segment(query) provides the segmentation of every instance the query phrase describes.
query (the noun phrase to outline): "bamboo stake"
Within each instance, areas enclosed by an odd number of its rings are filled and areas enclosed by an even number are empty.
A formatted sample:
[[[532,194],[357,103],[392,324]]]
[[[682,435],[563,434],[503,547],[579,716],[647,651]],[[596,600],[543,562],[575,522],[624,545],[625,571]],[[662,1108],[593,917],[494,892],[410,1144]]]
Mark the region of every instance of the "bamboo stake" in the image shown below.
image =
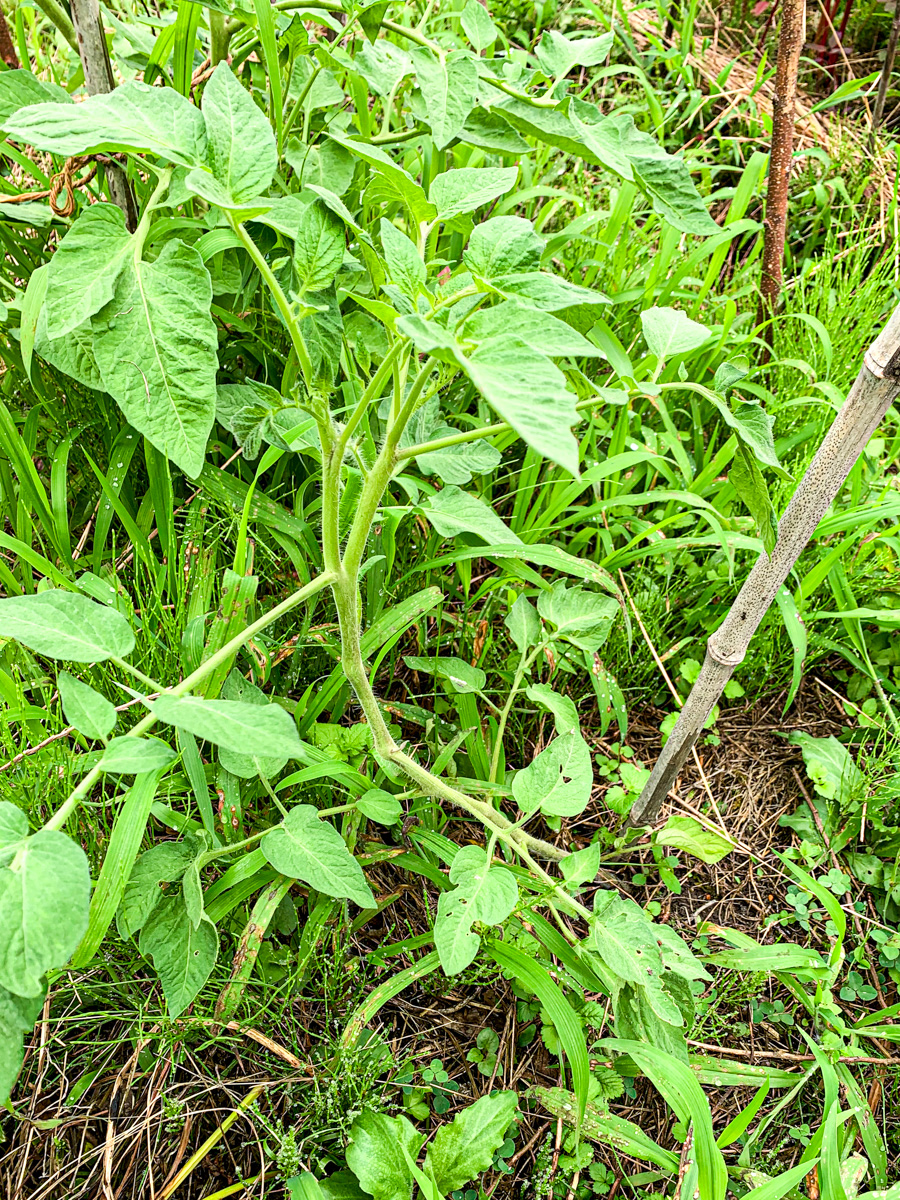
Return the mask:
[[[788,184],[794,153],[794,110],[797,71],[806,33],[806,0],[783,0],[778,34],[775,94],[772,97],[772,148],[766,190],[762,278],[759,286],[757,325],[773,316],[781,293],[784,239],[787,232]],[[771,344],[771,326],[766,333]]]
[[[798,484],[781,519],[772,557],[765,552],[759,556],[728,616],[707,642],[703,668],[628,818],[630,825],[649,825],[658,817],[725,684],[743,661],[750,639],[775,593],[898,393],[900,305],[866,351],[850,394]]]
[[[88,93],[96,96],[111,92],[115,87],[112,64],[106,48],[106,34],[100,17],[99,0],[71,0],[72,24],[78,40],[78,54],[84,68]],[[121,167],[110,163],[106,168],[109,194],[125,214],[125,224],[134,232],[137,228],[137,206],[128,177]]]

════════════════════

TASK BRIEF
Line by line, return the listing above exactly, leaving out its pictures.

RESULT FOR THIS EXERCISE
segment(query) provides the segmentation of every instance the query phrase describes.
query (the noun phrase to outline): "bamboo stake"
Within each instance, areas enclosed by an odd number of its rings are filled and areas enclosed by an even number are empty.
A formatted sample:
[[[532,194],[357,103],[392,324]]]
[[[682,435],[563,434],[503,547],[579,716],[647,651]],[[596,600],[543,562],[575,522],[624,545],[625,571]],[[662,1108],[593,917],[494,892],[410,1144]]]
Mark the region of every instance of the "bamboo stake" in the image shown below.
image =
Return the mask:
[[[788,184],[794,153],[794,110],[797,71],[806,33],[806,0],[783,0],[778,34],[775,94],[772,97],[772,148],[766,190],[762,278],[759,286],[757,325],[773,316],[781,293],[784,239],[787,232]],[[771,344],[771,326],[766,333]]]
[[[798,484],[781,519],[772,557],[765,552],[759,556],[728,616],[707,642],[703,668],[628,818],[630,825],[649,825],[658,817],[725,684],[743,661],[750,639],[775,593],[898,393],[900,305],[866,351],[850,394]]]
[[[88,93],[96,96],[111,92],[115,87],[112,64],[106,48],[106,34],[100,17],[99,0],[71,0],[72,24],[78,40],[78,54],[84,68]],[[121,167],[110,163],[106,168],[109,194],[125,214],[125,224],[134,232],[137,228],[137,206],[128,177]]]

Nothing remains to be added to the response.